#### [Written exercise]
Please reproduce the listing below from the line with "point_to reports the position of each instance of the sunset" to the line with "column 302, row 752", swapping "orange sky" for "amber sky" and keeping everything else the same.

Dataset excerpt:
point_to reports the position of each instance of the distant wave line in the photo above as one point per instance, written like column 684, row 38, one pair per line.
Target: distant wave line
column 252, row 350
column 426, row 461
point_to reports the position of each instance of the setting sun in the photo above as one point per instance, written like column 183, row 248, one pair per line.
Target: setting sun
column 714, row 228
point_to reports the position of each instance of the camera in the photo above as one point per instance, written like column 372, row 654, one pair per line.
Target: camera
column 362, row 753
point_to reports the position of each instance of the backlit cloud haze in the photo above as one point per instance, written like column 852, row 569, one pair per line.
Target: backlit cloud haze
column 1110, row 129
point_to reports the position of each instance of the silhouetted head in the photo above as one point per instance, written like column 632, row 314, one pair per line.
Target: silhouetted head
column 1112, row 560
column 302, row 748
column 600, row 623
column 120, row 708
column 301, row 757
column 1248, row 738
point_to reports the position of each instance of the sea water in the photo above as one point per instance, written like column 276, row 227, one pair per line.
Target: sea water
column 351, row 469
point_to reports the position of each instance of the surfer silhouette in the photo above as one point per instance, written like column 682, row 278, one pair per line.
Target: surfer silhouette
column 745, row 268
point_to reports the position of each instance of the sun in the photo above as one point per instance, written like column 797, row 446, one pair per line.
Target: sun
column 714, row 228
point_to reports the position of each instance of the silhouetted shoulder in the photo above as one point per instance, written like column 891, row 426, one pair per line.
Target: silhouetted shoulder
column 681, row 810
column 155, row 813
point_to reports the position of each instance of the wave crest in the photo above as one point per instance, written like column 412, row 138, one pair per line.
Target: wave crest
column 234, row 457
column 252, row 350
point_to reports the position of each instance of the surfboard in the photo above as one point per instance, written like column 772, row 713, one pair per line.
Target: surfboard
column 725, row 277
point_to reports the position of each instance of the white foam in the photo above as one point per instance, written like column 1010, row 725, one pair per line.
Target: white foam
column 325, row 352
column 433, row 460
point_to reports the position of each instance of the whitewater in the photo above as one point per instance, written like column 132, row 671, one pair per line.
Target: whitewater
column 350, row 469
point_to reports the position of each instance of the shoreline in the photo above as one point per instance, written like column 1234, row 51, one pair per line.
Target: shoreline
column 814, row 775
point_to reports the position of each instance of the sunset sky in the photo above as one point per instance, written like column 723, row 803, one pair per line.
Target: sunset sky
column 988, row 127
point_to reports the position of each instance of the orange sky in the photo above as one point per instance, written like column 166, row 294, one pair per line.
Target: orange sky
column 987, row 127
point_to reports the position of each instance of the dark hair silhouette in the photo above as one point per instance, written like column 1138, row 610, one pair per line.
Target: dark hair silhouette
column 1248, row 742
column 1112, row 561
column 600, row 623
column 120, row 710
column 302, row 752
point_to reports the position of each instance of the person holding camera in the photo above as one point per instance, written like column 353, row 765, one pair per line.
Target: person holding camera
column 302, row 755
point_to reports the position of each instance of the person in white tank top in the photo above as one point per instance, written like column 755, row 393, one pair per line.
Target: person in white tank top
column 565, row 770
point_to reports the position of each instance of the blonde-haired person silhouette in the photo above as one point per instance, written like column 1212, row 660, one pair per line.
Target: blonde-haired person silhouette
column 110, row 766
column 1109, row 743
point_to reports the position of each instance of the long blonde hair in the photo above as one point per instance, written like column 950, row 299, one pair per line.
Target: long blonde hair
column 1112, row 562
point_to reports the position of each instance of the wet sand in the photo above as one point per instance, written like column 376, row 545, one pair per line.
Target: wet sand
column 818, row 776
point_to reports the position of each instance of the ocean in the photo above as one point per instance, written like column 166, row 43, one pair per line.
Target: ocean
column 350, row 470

#### [Solution to this exercise]
point_to reports the position of each instance of the sunset sky in the photo above as one point per instance, written like column 723, row 803, one pair per line.
Target: sunset sky
column 988, row 127
point_to reports the position of each instance of the amber sky in the photo above as one point per instance, written like column 166, row 294, one pair per line.
Target: amber sky
column 987, row 127
point_to reports the position of each instance of the dark hair silhouette in the photo above as one point per instance, written like column 1138, row 610, one pair per line.
Target: dark hair silhouette
column 1248, row 742
column 1112, row 561
column 600, row 623
column 120, row 710
column 302, row 752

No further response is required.